▸ Entries provided

※

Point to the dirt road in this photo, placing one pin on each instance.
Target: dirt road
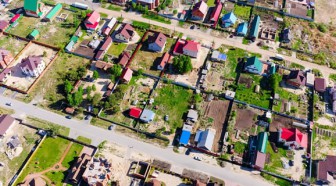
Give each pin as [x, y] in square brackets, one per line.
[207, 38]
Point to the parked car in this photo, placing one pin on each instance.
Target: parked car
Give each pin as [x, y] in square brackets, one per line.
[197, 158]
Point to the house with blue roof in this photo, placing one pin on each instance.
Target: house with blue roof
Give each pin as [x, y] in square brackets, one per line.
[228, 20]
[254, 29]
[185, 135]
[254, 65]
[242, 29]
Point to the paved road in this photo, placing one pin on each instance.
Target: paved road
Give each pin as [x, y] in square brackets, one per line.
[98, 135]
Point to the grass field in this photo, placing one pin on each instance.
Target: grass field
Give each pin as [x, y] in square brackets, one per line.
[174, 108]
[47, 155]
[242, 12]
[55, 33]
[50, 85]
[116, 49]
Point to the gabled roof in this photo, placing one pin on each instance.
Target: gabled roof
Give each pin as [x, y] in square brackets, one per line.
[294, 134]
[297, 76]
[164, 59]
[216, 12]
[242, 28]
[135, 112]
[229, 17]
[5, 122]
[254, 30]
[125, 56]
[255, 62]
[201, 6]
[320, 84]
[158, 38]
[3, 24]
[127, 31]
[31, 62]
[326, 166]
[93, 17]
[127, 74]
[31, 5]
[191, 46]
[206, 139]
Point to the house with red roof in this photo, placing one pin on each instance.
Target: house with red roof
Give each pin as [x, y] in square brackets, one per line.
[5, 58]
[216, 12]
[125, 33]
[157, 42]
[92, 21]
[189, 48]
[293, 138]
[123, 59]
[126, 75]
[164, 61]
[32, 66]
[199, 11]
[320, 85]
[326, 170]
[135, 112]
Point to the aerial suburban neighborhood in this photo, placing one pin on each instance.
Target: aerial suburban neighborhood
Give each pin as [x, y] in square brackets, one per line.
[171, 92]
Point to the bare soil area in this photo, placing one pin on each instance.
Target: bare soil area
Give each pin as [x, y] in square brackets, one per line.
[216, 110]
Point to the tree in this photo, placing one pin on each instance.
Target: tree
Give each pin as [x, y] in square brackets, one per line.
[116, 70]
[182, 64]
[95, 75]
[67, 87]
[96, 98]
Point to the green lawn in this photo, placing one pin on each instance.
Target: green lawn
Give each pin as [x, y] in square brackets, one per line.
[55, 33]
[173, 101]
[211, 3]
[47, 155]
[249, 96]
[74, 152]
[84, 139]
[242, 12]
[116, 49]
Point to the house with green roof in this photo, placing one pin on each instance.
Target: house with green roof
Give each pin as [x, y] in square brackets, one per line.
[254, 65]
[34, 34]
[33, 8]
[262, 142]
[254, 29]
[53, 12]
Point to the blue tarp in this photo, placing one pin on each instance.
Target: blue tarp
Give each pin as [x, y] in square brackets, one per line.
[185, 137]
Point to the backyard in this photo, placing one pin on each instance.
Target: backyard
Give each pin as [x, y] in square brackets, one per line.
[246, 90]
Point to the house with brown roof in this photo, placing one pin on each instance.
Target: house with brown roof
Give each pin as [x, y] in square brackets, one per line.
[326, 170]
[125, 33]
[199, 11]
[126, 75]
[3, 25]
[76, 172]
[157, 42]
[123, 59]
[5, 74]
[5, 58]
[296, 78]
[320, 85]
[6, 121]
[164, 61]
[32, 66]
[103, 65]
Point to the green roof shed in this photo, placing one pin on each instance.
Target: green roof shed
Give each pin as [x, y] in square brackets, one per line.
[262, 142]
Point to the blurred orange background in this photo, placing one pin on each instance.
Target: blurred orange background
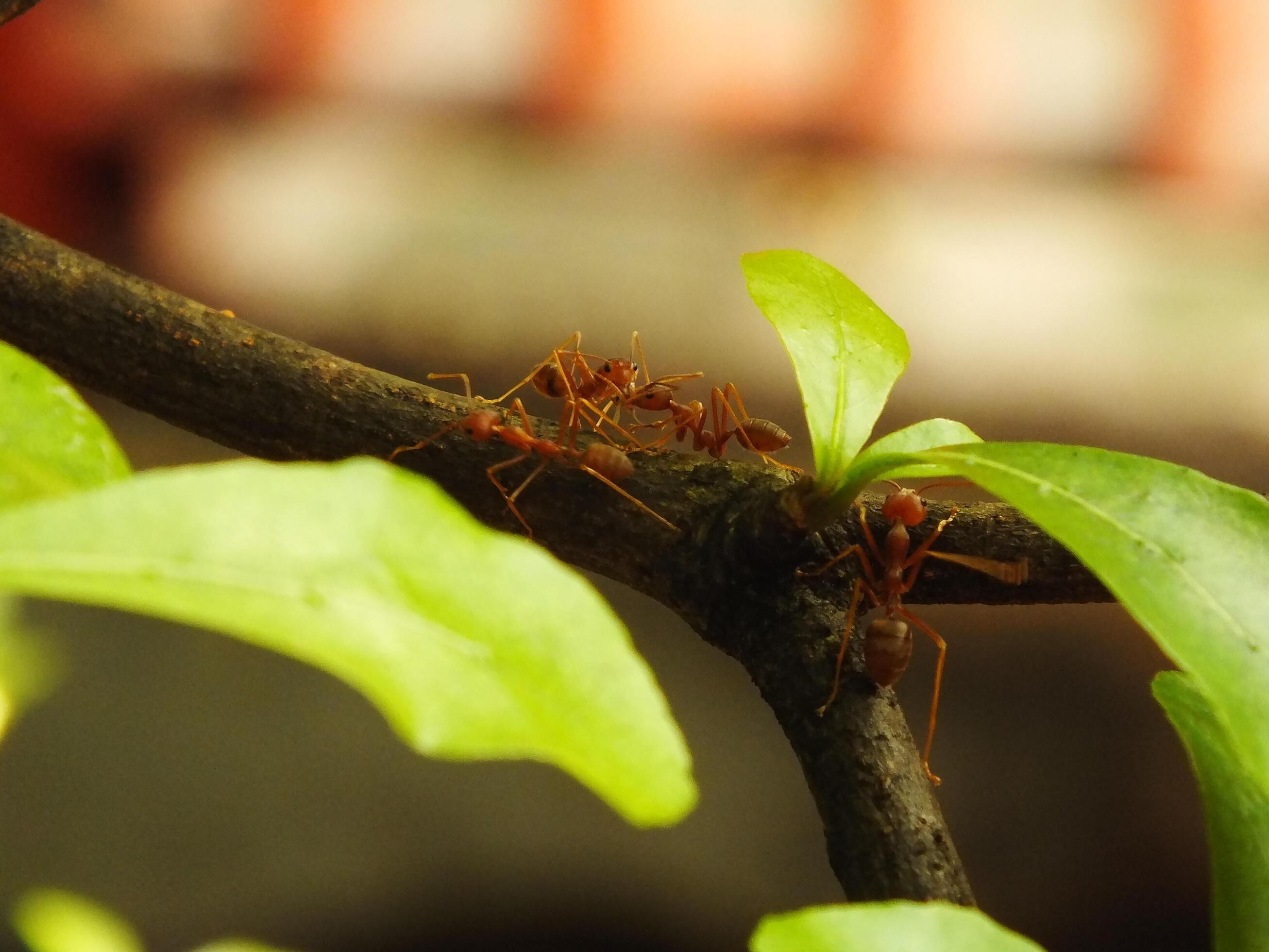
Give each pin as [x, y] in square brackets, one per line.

※

▸ What the task asks
Write out exactly the lines from the line holding "Point to the tree" through the last line of the records above, inclusive, and nothing more. Leave out the pictures.

▸ Result for this exercise
Point to the tree in this photo, placing one pin on each instance.
Target: tree
Give each pin as [x, y] in square brackets, one per line.
[116, 70]
[182, 64]
[95, 75]
[67, 87]
[96, 98]
Point to the green lawn in this photo, placing one pin on each instance.
Target: green lawn
Give each pin as [x, y] in square brackets, one per line.
[55, 33]
[173, 101]
[211, 3]
[47, 155]
[249, 96]
[74, 152]
[84, 139]
[242, 12]
[116, 49]
Point to the house with green roof in this photo, placing one pin on each instance.
Target: house with green roof
Give each pin as [x, y] in square brackets, one per line.
[254, 65]
[34, 34]
[33, 8]
[262, 142]
[254, 29]
[53, 12]
Point to the blue tarp in this photo, placing one pin on each instance.
Target: blue tarp
Give each pin as [x, y] in square brackets, one per line.
[185, 137]
Point to the backyard in this photo, placing one pin on each instance.
Target: backyard
Give each pin as [x, y] in square brackets, one per line.
[246, 90]
Point to the house with brown roof in this photo, placing one pin on each instance.
Target: house with brown roof
Give each pin as [x, y] in square brackets, one per line.
[326, 170]
[125, 33]
[199, 11]
[126, 75]
[3, 25]
[76, 172]
[157, 42]
[123, 59]
[5, 74]
[5, 58]
[296, 78]
[320, 85]
[6, 121]
[164, 61]
[32, 66]
[103, 65]
Point to the green roof shed in this photo, placing one pin on each instance.
Target: green roof shed
Give each pin as [x, y] in square brackets, one per line.
[262, 142]
Point to the blurred orange background in this photo, placing one pin on each instance.
Target: blurred orange background
Give each pin as [x, y] in square brackets, one per line.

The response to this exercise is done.